[Dataset entries]
....................
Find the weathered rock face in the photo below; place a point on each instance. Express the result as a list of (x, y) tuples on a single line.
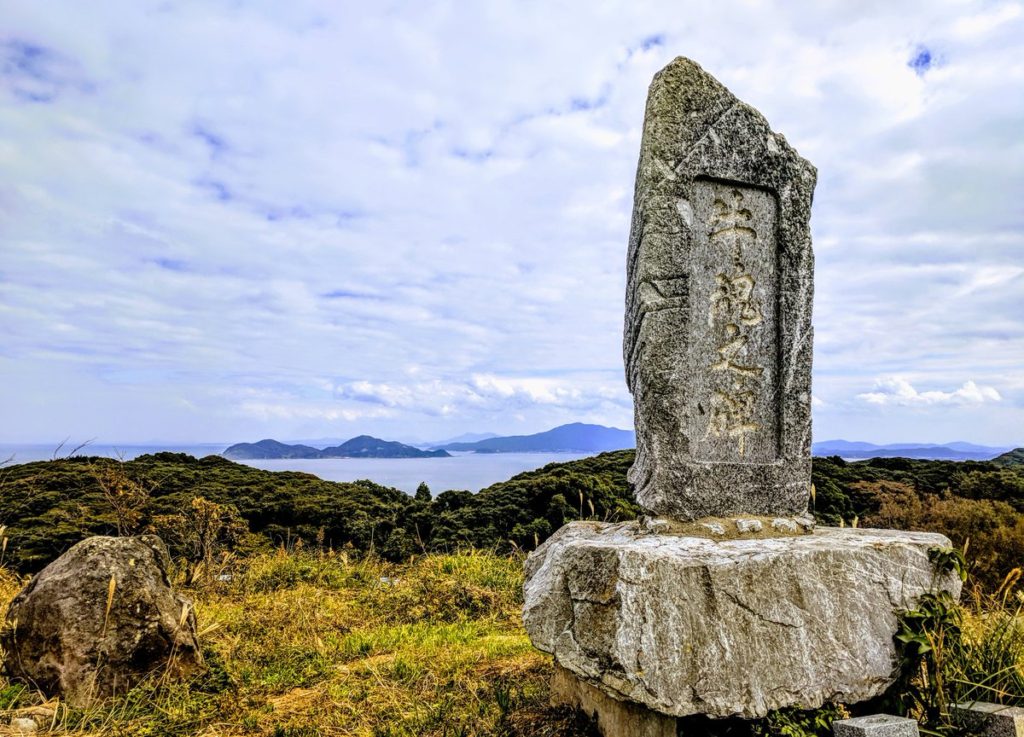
[(727, 627), (718, 307), (61, 639)]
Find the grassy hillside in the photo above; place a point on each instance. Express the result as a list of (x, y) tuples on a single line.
[(1011, 458), (301, 645), (355, 609), (50, 505)]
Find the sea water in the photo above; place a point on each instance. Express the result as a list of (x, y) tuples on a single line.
[(463, 471)]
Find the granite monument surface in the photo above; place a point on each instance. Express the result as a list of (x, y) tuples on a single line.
[(718, 308), (723, 600)]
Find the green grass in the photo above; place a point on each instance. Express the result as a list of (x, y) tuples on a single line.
[(301, 644)]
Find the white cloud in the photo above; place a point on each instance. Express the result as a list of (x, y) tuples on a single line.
[(899, 392), (293, 197)]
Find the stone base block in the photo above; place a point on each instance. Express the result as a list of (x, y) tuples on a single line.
[(614, 718), (734, 627), (876, 726), (990, 720)]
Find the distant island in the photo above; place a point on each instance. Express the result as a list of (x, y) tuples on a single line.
[(576, 437), (926, 451), (582, 438), (360, 446)]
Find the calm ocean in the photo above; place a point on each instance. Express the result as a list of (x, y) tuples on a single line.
[(462, 471)]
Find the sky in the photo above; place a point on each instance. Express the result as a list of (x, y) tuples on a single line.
[(223, 221)]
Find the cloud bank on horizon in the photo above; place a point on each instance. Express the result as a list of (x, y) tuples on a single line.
[(224, 221)]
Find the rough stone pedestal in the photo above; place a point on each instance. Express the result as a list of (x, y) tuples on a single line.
[(876, 726), (732, 627), (612, 717)]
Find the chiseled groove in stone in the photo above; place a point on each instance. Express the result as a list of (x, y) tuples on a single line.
[(727, 627)]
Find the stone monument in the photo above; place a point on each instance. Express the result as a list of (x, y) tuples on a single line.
[(723, 600), (718, 309)]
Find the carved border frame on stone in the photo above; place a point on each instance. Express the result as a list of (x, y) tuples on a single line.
[(696, 131)]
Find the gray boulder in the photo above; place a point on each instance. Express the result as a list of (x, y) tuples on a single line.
[(733, 627), (71, 635)]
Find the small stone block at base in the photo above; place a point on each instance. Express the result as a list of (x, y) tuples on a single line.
[(876, 726), (614, 718), (991, 720)]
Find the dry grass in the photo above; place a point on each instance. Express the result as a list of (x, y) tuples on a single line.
[(303, 645)]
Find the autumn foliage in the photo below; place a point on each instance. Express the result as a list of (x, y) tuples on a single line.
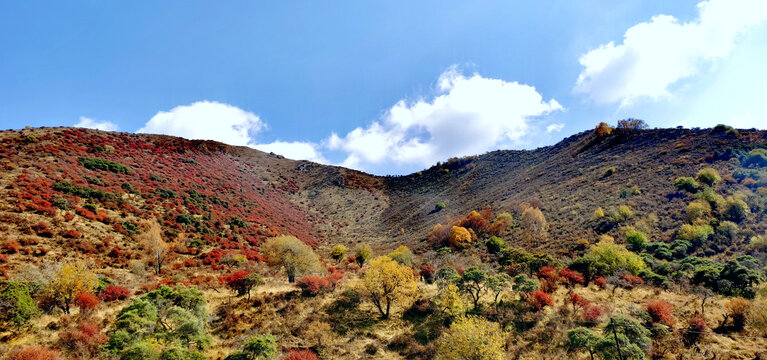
[(34, 353), (660, 312), (114, 292), (301, 355), (539, 299)]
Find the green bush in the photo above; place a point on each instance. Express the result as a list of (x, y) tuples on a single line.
[(687, 184), (16, 305), (363, 253), (696, 235), (636, 239), (261, 347), (182, 313), (101, 164), (735, 210), (756, 157), (495, 244), (631, 335), (86, 193), (165, 193), (632, 191), (338, 251), (708, 176)]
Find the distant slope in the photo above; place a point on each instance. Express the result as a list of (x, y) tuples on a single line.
[(234, 197)]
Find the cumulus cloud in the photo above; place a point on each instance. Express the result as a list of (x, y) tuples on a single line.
[(296, 150), (207, 120), (555, 128), (95, 124), (210, 120), (470, 115), (656, 55)]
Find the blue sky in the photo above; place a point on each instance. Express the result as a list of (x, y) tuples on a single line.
[(388, 87)]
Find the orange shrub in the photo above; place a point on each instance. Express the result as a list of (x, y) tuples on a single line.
[(660, 312), (593, 313), (737, 310), (460, 237), (301, 355), (114, 292), (34, 353), (539, 299)]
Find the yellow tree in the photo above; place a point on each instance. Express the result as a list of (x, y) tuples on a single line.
[(460, 237), (292, 254), (157, 249), (387, 282), (67, 281), (471, 337), (449, 300), (534, 224)]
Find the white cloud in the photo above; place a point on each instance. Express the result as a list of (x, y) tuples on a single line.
[(295, 150), (207, 120), (95, 124), (555, 128), (470, 115), (655, 55), (210, 120)]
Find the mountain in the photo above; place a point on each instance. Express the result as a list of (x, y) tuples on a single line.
[(199, 188)]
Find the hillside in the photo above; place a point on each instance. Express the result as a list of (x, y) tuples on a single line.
[(71, 195)]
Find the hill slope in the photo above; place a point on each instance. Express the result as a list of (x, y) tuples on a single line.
[(202, 188)]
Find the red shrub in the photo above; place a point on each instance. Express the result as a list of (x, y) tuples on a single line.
[(71, 234), (549, 278), (570, 277), (34, 353), (660, 312), (86, 300), (114, 292), (42, 230), (312, 285), (601, 281), (632, 280), (540, 299), (84, 340), (301, 355), (592, 313), (695, 330), (11, 247), (238, 281), (427, 273), (579, 302), (334, 278)]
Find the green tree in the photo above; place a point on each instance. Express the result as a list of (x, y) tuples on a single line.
[(583, 338), (473, 282), (616, 257), (497, 284), (338, 251), (363, 253), (16, 305), (495, 244), (471, 338), (263, 347), (636, 239), (291, 254), (402, 255), (708, 176)]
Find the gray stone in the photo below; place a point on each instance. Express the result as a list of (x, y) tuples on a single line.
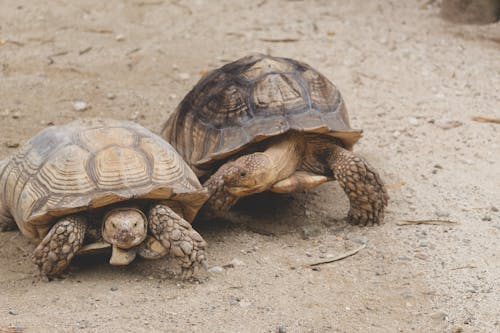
[(216, 270), (310, 230)]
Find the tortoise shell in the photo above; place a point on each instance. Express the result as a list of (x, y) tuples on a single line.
[(249, 100), (92, 163)]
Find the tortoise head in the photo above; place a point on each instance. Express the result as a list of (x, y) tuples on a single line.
[(124, 227), (248, 174)]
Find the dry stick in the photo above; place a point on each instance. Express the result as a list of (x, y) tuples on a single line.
[(340, 257), (431, 222), (486, 120), (279, 40), (463, 267)]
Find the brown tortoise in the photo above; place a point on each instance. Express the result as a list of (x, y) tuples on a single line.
[(70, 184), (268, 123)]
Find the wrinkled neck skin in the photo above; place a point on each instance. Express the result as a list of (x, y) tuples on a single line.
[(285, 155)]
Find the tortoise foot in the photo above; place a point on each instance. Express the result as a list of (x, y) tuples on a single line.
[(180, 239), (362, 184), (57, 249)]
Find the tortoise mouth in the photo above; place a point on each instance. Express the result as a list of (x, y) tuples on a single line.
[(124, 227)]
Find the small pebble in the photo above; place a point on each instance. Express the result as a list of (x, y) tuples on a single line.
[(216, 270), (441, 213), (413, 121), (309, 230), (422, 256), (234, 301), (361, 241), (184, 76), (281, 328), (236, 262), (80, 106), (447, 123), (134, 115)]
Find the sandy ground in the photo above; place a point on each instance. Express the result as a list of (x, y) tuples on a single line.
[(405, 75)]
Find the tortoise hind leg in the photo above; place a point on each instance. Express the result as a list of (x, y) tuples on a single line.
[(362, 184), (57, 249), (178, 237), (298, 181)]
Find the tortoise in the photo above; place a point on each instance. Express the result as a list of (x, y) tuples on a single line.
[(74, 186), (269, 123)]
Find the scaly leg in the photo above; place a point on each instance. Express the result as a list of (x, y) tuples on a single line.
[(178, 237), (362, 184), (57, 249)]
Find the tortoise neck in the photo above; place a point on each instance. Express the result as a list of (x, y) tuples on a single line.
[(4, 212), (285, 154)]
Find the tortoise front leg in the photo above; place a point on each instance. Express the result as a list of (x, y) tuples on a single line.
[(178, 237), (57, 249), (362, 184), (299, 181)]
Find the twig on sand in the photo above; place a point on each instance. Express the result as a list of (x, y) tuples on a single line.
[(10, 330), (463, 267), (340, 257), (431, 222), (395, 185), (486, 120), (279, 40)]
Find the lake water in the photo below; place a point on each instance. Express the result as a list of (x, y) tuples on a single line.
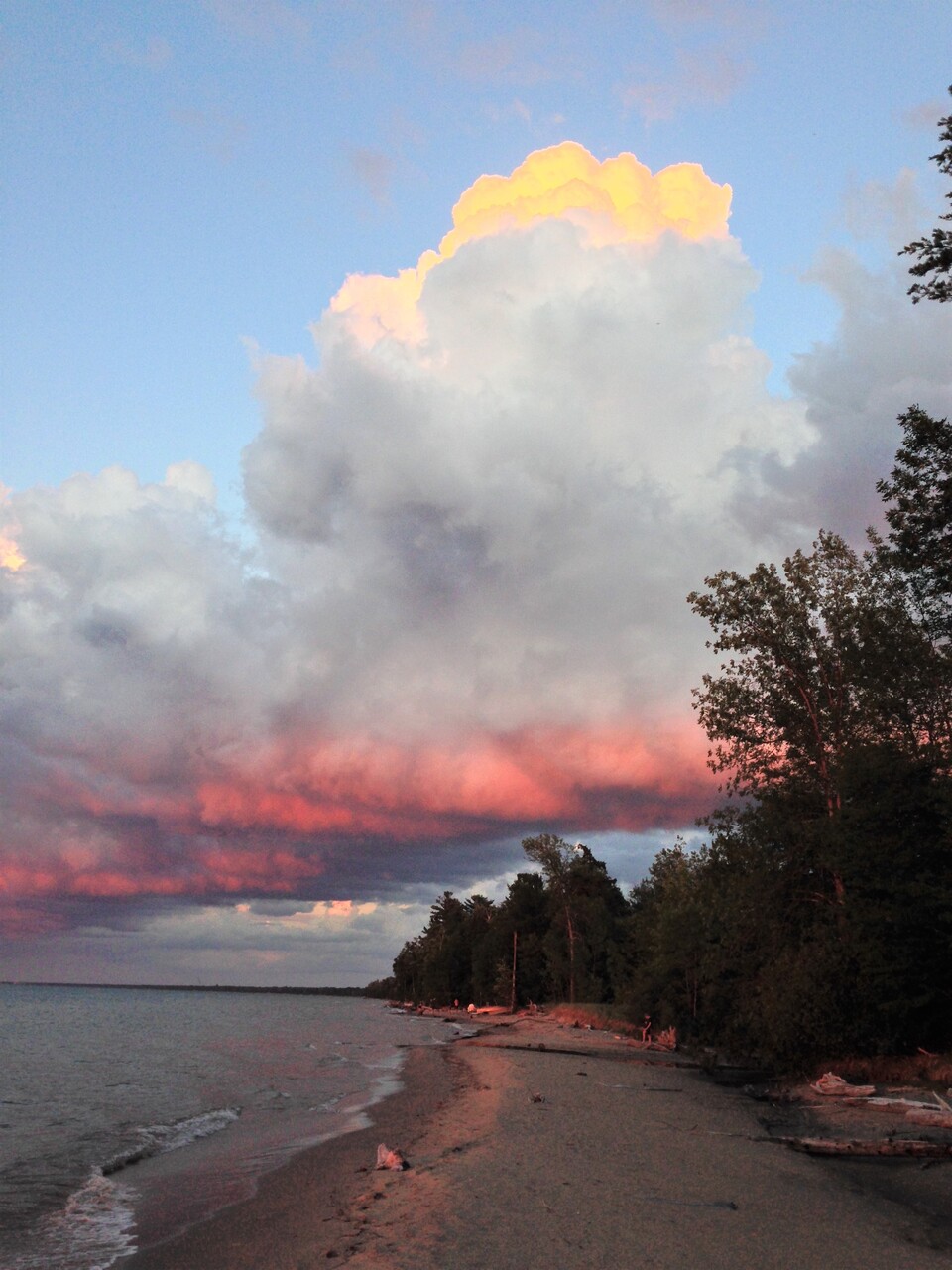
[(128, 1114)]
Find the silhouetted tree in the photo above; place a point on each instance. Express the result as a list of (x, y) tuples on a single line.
[(934, 253)]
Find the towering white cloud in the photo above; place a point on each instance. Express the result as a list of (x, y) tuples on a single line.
[(477, 516)]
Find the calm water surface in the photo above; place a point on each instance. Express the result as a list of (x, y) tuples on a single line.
[(127, 1114)]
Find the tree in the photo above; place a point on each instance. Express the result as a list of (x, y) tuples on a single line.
[(823, 657), (919, 543), (553, 856), (587, 908), (934, 253)]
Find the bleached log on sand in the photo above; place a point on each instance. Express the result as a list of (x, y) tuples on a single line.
[(912, 1148)]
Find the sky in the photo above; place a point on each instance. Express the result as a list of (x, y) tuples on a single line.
[(377, 381)]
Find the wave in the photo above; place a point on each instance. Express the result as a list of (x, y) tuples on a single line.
[(155, 1139), (90, 1232)]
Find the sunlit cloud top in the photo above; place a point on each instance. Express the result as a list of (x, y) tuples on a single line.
[(613, 200)]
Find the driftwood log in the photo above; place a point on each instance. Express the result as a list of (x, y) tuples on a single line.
[(911, 1147)]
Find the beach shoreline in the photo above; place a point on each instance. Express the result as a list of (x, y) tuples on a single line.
[(536, 1143)]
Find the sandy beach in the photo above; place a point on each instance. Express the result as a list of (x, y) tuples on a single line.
[(539, 1144)]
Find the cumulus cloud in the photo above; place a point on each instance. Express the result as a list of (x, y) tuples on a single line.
[(884, 356), (462, 615)]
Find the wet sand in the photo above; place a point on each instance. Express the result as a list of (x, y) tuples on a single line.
[(542, 1146)]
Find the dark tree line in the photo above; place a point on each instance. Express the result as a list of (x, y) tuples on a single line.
[(555, 937), (817, 919)]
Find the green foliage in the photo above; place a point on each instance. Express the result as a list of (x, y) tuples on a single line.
[(919, 544), (562, 928), (934, 253), (824, 656)]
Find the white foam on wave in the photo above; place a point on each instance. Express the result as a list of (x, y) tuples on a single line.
[(158, 1138), (93, 1230)]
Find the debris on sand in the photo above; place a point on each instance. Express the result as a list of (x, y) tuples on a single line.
[(834, 1086), (388, 1159)]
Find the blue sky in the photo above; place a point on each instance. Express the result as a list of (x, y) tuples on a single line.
[(184, 177), (438, 603)]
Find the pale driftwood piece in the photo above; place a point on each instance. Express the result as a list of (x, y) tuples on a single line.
[(834, 1086), (897, 1106), (388, 1159), (933, 1116), (907, 1147)]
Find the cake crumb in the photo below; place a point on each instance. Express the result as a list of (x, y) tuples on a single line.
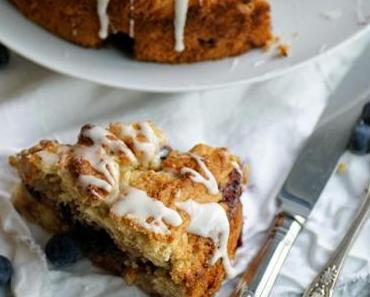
[(342, 168), (283, 50), (271, 43)]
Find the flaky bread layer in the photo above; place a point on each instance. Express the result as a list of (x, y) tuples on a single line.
[(214, 28)]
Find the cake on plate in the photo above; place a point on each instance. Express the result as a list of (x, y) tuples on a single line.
[(169, 31), (167, 221)]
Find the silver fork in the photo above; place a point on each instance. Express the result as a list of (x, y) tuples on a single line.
[(323, 285)]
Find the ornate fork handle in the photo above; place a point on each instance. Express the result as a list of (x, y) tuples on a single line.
[(323, 285)]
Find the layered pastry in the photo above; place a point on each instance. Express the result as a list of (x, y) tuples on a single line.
[(170, 31), (165, 220)]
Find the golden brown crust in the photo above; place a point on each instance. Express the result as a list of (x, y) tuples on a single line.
[(52, 172), (214, 30)]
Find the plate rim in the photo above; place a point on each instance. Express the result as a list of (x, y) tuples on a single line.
[(188, 88)]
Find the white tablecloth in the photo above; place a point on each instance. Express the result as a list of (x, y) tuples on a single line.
[(265, 123)]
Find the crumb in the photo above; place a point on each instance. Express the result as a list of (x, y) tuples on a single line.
[(283, 50), (270, 44), (342, 168), (259, 63)]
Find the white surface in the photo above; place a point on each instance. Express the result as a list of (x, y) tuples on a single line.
[(265, 124), (303, 24)]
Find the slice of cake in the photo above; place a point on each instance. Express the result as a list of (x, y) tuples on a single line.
[(170, 31), (165, 220)]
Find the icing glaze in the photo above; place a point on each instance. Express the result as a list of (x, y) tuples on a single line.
[(98, 157), (137, 205), (132, 20), (101, 136), (48, 157), (181, 11), (150, 147), (102, 163), (209, 181), (210, 220), (102, 7)]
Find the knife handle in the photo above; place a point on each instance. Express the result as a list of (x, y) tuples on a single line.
[(261, 274), (323, 285)]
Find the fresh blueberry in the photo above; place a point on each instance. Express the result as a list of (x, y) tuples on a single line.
[(6, 270), (4, 56), (62, 250), (366, 113), (360, 140)]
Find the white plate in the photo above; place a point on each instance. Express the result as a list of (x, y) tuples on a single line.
[(300, 23)]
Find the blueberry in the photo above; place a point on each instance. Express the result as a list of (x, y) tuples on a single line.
[(366, 113), (6, 270), (62, 250), (360, 140), (4, 56)]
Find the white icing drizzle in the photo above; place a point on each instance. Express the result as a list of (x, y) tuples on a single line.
[(237, 167), (102, 6), (137, 205), (98, 157), (48, 157), (93, 180), (181, 11), (132, 20), (102, 163), (101, 136), (210, 220), (150, 147), (209, 182)]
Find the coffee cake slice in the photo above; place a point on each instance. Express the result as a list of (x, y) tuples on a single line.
[(166, 220)]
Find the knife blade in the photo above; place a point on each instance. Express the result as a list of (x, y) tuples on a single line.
[(307, 179)]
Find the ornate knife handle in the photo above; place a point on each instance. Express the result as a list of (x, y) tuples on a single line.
[(264, 269), (323, 285)]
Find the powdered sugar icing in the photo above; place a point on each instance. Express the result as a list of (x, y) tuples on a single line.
[(148, 212), (209, 181), (210, 220)]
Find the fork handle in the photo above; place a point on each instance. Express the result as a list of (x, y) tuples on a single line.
[(323, 285)]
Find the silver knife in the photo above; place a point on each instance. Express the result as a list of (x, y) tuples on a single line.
[(306, 180)]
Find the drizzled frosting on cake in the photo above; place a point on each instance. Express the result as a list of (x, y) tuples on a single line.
[(100, 136), (148, 212), (181, 10), (209, 181), (148, 144), (210, 220), (102, 7), (101, 162), (97, 154)]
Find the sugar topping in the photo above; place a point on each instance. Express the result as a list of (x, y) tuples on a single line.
[(104, 164), (48, 157), (102, 6), (148, 212), (149, 147), (100, 160), (100, 136), (181, 10), (132, 20), (210, 220), (209, 181)]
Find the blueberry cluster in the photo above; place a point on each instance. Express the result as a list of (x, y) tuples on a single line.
[(360, 139), (6, 272), (4, 56), (62, 250)]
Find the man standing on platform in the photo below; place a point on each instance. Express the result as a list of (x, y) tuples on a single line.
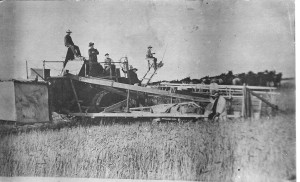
[(218, 110), (107, 62), (92, 57), (150, 55)]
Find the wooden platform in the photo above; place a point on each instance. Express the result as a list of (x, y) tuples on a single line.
[(142, 115), (111, 83)]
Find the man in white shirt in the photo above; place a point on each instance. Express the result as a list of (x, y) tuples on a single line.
[(218, 109)]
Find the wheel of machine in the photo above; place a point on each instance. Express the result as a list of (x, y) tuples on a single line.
[(104, 99)]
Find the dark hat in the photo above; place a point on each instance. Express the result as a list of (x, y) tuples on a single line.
[(131, 68), (214, 93)]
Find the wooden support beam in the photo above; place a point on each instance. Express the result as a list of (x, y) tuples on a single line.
[(264, 100), (111, 83), (37, 73), (115, 106), (143, 115), (75, 94)]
....................
### [Given request]
Output as a numbered list, skipping blank lines, the lines of the entries above starting with the line that contains "Find the drizzled" and going on through the line that contains "162), (97, 154)]".

### [Right answer]
1. Find the drizzled frosting on cake in the photo above; place a point on each instance. Express the result as a list of (x, y) tuples on a single line.
2. [(100, 136), (148, 212), (181, 10), (209, 181), (148, 144), (210, 220), (102, 7), (101, 162), (97, 154)]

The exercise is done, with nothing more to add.